WORK TO COMPLETE — Every line below that holds the string "blue" must be copied.

DATA SHOWN —
>>>>

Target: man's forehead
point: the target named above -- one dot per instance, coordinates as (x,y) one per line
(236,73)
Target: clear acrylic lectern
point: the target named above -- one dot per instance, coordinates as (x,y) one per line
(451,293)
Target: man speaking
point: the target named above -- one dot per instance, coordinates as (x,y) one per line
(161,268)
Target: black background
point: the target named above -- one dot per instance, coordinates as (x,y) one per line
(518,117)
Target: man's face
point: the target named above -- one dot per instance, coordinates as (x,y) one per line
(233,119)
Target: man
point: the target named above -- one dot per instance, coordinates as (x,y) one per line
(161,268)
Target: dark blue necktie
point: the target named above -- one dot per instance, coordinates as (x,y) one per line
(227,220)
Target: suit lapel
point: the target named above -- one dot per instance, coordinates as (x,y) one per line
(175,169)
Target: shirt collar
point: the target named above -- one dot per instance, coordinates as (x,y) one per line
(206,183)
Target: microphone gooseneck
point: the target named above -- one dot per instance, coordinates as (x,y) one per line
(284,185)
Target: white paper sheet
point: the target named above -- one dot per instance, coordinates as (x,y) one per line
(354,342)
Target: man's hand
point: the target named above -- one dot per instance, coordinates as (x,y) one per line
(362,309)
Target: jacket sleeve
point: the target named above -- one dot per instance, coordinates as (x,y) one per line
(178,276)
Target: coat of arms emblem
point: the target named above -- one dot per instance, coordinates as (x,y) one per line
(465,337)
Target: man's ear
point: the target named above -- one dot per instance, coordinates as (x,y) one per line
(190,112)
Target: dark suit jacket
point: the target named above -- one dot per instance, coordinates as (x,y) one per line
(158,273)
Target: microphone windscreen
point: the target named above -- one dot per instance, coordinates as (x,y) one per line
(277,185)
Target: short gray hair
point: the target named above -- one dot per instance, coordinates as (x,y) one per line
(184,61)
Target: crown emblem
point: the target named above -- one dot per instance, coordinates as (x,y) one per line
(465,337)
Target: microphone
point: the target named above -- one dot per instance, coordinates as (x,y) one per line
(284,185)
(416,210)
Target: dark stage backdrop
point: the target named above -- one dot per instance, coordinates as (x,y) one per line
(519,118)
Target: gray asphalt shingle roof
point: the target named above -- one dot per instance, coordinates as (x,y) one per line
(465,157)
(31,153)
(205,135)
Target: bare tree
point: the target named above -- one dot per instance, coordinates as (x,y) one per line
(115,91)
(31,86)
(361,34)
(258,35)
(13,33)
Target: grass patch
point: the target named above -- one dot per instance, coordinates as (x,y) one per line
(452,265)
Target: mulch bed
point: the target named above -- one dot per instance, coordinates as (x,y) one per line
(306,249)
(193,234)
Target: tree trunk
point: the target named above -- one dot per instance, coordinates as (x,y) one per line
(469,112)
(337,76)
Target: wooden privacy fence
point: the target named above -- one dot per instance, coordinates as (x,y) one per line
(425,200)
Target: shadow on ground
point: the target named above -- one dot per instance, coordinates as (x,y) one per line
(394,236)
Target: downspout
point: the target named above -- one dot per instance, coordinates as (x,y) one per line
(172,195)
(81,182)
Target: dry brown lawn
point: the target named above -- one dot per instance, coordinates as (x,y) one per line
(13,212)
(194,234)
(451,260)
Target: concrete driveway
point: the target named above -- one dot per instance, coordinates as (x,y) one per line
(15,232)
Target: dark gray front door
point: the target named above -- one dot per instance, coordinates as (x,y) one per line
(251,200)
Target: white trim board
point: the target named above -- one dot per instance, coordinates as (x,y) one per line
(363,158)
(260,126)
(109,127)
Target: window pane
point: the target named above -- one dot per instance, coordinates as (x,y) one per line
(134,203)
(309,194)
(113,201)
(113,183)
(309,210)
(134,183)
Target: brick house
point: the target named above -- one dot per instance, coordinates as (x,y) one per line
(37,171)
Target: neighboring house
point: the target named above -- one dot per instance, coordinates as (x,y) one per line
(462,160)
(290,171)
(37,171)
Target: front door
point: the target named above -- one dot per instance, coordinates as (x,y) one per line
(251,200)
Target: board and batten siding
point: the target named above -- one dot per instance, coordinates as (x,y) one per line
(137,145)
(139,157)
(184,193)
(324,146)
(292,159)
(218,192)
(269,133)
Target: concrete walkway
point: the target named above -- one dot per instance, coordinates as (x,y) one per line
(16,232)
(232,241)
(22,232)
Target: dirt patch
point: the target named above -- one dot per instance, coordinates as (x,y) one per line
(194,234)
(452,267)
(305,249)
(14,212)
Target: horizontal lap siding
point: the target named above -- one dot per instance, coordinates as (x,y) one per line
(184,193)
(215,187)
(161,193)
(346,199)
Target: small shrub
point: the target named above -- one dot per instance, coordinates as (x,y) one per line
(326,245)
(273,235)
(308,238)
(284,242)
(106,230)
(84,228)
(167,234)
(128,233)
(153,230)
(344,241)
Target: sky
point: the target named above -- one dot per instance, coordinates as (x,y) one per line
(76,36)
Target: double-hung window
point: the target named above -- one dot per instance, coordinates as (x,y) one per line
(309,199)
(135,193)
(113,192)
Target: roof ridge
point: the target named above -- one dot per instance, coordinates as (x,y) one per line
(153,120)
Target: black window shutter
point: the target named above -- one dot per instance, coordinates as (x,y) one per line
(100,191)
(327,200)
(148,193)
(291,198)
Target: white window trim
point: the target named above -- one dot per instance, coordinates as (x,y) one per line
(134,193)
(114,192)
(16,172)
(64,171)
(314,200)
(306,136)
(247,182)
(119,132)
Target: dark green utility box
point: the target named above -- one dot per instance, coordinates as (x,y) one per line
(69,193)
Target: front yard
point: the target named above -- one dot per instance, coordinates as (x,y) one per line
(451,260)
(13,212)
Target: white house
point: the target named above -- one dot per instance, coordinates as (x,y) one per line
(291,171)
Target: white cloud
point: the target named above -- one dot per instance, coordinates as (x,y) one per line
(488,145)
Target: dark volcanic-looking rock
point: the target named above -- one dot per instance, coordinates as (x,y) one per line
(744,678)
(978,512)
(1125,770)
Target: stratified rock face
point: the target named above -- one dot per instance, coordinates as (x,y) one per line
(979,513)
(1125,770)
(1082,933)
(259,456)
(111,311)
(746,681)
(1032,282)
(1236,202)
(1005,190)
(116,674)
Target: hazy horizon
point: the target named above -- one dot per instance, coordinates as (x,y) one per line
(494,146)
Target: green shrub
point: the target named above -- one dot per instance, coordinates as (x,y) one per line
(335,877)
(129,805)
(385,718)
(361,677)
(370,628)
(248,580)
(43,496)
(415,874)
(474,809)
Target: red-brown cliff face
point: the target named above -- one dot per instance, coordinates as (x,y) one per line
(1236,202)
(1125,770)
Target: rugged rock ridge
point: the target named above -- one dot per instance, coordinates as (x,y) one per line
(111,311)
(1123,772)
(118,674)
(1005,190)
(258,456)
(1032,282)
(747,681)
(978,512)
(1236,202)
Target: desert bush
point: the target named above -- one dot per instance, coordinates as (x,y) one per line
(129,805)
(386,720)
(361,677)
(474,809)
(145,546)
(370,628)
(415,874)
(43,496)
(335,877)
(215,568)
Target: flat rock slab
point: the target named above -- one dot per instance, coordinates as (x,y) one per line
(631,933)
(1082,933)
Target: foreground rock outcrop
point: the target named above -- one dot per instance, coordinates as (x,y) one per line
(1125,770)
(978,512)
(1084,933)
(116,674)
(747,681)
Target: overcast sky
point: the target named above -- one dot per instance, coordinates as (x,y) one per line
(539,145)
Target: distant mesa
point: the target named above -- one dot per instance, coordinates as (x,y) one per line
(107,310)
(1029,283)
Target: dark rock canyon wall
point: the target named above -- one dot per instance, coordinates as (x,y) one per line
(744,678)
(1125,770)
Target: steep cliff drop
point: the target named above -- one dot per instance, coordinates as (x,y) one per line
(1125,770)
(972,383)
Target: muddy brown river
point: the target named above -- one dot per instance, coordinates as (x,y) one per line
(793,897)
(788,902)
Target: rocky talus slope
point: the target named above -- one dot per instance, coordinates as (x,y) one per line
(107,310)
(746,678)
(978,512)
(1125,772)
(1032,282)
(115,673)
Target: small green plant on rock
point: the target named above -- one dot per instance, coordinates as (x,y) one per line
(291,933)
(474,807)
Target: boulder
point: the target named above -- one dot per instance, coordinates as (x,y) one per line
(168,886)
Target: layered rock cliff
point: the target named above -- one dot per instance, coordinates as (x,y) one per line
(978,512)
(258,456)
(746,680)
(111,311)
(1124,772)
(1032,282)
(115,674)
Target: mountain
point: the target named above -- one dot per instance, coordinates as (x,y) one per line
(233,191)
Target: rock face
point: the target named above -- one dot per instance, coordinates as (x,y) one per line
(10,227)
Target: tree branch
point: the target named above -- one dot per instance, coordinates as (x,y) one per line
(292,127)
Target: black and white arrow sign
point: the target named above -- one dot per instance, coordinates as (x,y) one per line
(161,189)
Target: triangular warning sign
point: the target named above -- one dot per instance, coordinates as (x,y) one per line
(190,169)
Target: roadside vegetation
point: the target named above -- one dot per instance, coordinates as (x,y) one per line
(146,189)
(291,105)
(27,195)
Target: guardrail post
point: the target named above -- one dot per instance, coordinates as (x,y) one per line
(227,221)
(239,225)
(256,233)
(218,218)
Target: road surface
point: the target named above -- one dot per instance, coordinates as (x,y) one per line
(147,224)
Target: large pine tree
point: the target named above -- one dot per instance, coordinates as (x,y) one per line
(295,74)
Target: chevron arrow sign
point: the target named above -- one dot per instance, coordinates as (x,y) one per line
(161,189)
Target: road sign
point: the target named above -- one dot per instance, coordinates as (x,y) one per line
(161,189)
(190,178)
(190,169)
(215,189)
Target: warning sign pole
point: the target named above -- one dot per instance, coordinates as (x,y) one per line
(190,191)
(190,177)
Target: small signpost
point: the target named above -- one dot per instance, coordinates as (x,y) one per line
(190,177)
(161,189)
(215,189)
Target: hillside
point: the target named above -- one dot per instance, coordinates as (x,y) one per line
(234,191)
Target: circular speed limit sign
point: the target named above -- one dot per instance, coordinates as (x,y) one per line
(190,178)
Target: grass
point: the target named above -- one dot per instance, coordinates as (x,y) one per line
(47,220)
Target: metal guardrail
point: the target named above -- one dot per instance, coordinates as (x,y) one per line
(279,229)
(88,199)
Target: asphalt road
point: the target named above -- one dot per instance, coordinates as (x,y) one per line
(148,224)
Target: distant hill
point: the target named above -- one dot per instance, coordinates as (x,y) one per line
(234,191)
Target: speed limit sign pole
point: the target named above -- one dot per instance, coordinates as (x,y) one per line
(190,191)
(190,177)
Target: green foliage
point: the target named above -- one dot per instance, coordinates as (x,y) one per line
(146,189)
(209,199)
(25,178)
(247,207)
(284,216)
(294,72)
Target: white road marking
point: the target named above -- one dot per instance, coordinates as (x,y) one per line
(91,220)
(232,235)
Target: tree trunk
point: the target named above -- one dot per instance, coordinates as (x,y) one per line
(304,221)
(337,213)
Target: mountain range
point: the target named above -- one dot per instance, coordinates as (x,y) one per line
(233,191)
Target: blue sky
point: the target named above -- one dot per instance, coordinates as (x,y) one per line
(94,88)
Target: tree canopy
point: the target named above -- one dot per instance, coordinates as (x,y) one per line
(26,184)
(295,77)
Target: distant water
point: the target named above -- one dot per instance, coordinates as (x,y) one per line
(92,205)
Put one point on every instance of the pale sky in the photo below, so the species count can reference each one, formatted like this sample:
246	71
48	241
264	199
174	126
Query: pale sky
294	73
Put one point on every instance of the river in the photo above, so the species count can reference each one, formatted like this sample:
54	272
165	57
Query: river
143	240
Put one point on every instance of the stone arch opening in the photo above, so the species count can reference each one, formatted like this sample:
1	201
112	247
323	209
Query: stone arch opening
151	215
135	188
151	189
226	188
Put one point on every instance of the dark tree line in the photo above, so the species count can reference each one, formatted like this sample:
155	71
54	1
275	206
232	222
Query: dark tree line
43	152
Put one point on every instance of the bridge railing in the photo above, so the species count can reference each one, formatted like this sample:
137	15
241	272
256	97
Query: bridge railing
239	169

<<<<

SOLUTION —
Target: dark blue necktie
Target: blue sky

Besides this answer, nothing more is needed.